• **Source document**:
________
# Proud of myself



## everafter (Mar 10, 2011)

I'm less than a week from the divorce. 
stbxh and I were discussing something. I was able to say: "You are glaring at me and I have no idea what that means." Then I realized that that was normal behavior before we were separated. Can't wait!


----------



## lulubelle (Jun 28, 2012)

good for you! it sounds like you've realized divorce is a good thing for you. you deserve better.


----------



## bandit.45 (Feb 8, 2012)

Congratulations. My D just went through. Heaven!
_Posted via Mobile Device_


----------



## Dollystanford (Mar 14, 2012)

Oh you guys are making me jealous, I'm being impatient I know.. and he's being all nice to me, he's up to something 
_Posted via Mobile Device_


----------



## bandit.45 (Feb 8, 2012)

Dollystanford said:


> Oh you guys are making me jealous, I'm being impatient I know.. and he's being all nice to me, he's up to something
> _Posted via Mobile Device_


Don't trust him.
_Posted via Mobile Device_


----------



## Dollystanford (Mar 14, 2012)

Not as far as I could throw him love
_Posted via Mobile Device_


----------



## Rawrdonstein (Jun 14, 2012)
________
• **Material provided**:
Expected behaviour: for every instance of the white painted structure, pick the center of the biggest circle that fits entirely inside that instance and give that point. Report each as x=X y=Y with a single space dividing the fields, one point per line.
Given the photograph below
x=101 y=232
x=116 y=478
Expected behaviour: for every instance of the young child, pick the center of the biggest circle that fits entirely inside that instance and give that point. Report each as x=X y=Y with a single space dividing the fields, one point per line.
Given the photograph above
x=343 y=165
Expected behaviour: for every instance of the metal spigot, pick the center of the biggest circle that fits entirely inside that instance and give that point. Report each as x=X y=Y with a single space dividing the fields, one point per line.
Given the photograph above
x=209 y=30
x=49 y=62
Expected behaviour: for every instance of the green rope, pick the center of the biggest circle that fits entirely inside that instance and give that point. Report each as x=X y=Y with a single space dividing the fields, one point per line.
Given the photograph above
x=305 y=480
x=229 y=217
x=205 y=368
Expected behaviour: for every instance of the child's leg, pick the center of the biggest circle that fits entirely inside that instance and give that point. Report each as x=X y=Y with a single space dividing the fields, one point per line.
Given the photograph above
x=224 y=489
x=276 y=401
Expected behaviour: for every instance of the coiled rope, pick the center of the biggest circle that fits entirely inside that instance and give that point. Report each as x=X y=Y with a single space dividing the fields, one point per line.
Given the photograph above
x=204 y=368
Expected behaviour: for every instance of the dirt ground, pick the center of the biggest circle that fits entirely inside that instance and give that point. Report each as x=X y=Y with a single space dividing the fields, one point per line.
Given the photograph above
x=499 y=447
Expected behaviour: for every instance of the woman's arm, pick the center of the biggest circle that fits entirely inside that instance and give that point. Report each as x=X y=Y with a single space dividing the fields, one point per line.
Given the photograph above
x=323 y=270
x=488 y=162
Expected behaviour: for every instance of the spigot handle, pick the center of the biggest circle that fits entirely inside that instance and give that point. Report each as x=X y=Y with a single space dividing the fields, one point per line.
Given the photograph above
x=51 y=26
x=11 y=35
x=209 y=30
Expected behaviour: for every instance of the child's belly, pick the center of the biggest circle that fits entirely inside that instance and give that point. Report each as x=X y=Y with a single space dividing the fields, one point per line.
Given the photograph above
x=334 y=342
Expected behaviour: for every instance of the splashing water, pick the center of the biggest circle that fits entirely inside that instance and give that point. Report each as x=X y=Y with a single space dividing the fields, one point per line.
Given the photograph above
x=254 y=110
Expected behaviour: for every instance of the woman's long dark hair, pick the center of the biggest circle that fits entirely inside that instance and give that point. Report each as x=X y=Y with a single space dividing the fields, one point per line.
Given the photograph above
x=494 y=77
________
• **Given task**: Resume the forum thread about nearing a divorce from the point where it stops, continuing from the final post header.

• **The output**:
No one could have told me a few months ago that I would feel as I do today. Guess you never know how strong you can be until you have to. Looking forward to ending this and starting a new chapter.


----------



## everafter (Mar 10, 2011)

Thanks all. It's been over a year to get to this point. Even though I still have issues (and Lord knows stbxh does) I am getting stronger every day. Slowly healing, although am surprised at times by things which upset me which shouldn't. Finding myself again. Thinking I might start dating (which he hasn't stopped doing) I see the good. His constant scorn toward me eroded a part of myself which I didn't even know was missing.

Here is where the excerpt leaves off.